La primera consistía en generar movimientos oculares espontáneos, es decir, seguir con los ojos, sin mover la cabeza, el dedo índice de la doctora. Luego, hizo que mi madre caminara en línea recta de un extremo a otro del consultorio. Después, la sentó, le pidió que cerrara los ojos, rozó por su mejilla un cotonete y un alfiler, sucesivamente, y le preguntó cuál de los dos había tocado su piel primero.

Mi madre acertó. El alfiler.

La doctora repitió el ejercicio y mi madre empezó a confundir la sensación de los objetos, lo cual parecía ser causado por un problema más grave, que tenía que ver con el cerebro y la pérdida de la sensibilidad. Me alarmé. Pero conforme fueron sucediendo las pruebas, supe que era muy fácil confundirse.

El vértigo no se hizo presente.

Al final, un poco desconcertada, la doctora le pidió a mi madre que se sentara en un sillón. Bajó el respaldo hasta quedar en posición horizontal. Le explicó cuáles eran los tipos de vértigo más comunes y las razones. Aunque no pudo comprobarlo, la doctora dijo que probablemente lo que padecía mi madre era vértigo postural y que, para curarse, debía acomodar unas pequeñísimas calcificaciones cristalinas (unas piedritas, aclaró) que están en el oído y que, cuando se salen de su sitio –en palabras de Elisa–: “Comienzan a correr por ahí, como un balín metálico perdido en un juego de destreza”, generando la pérdida del equilibrio.

┄┄┄┄┄┄

TAREA: Resume el fragmento en dos oraciones.

(Descripciones de regiones en lenguaje natural)
┄┄┄┄┄┄

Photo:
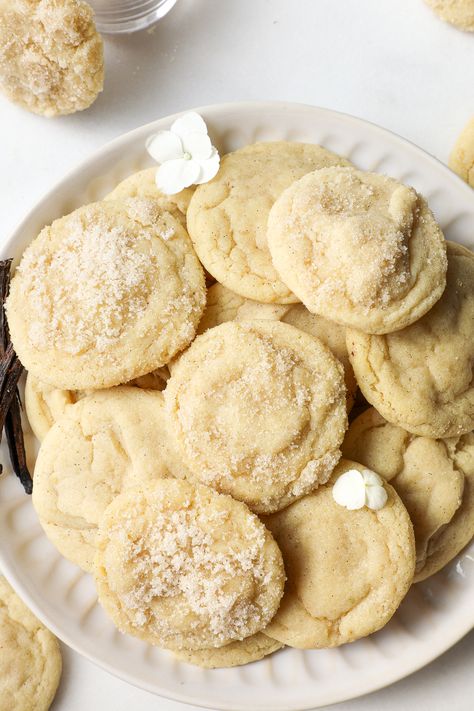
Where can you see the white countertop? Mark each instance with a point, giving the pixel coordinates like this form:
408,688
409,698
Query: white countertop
391,62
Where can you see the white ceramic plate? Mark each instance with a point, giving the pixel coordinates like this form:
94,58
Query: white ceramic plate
434,615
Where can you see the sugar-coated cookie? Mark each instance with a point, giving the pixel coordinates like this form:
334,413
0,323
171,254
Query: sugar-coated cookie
250,649
227,217
183,567
461,159
358,248
104,295
143,185
223,305
30,658
434,479
258,411
421,378
51,55
45,404
105,443
457,12
347,571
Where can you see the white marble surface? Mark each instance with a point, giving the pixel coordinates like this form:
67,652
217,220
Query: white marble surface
391,62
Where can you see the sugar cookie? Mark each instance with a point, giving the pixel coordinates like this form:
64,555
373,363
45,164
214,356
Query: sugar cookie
358,248
223,305
421,378
51,55
457,12
347,571
142,185
258,411
227,217
104,295
434,479
250,649
30,659
183,567
461,159
44,404
115,439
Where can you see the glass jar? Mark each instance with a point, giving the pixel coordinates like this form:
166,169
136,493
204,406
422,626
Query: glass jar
119,16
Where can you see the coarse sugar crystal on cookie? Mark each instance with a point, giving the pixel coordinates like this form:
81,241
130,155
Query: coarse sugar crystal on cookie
227,217
51,55
107,442
358,248
421,378
45,404
183,567
250,649
30,659
223,305
258,411
434,479
143,185
347,570
104,295
459,13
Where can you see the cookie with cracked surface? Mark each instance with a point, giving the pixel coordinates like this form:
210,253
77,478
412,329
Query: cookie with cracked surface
250,649
421,377
347,571
30,662
143,185
45,405
51,55
459,13
183,567
223,305
358,248
258,411
104,295
227,217
461,159
434,479
114,439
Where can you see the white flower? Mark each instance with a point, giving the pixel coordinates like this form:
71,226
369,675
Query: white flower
355,489
186,154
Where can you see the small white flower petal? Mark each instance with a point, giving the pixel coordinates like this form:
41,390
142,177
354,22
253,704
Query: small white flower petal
349,490
209,168
190,122
375,497
164,146
371,478
197,144
175,175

┄┄┄┄┄┄

RESPUESTA: La doctora sometió a la madre a varias pruebas: seguir con los ojos su dedo índice, caminar en línea recta y distinguir si un cotonete o un alfiler le había rozado primero la mejilla. El vértigo no se presentó en ninguna de ellas, pero al final la doctora dijo que probablemente se trataba de vértigo postural, que se cura acomodando unas diminutas calcificaciones del oído que, al salirse de su sitio, provocan la pérdida del equilibrio.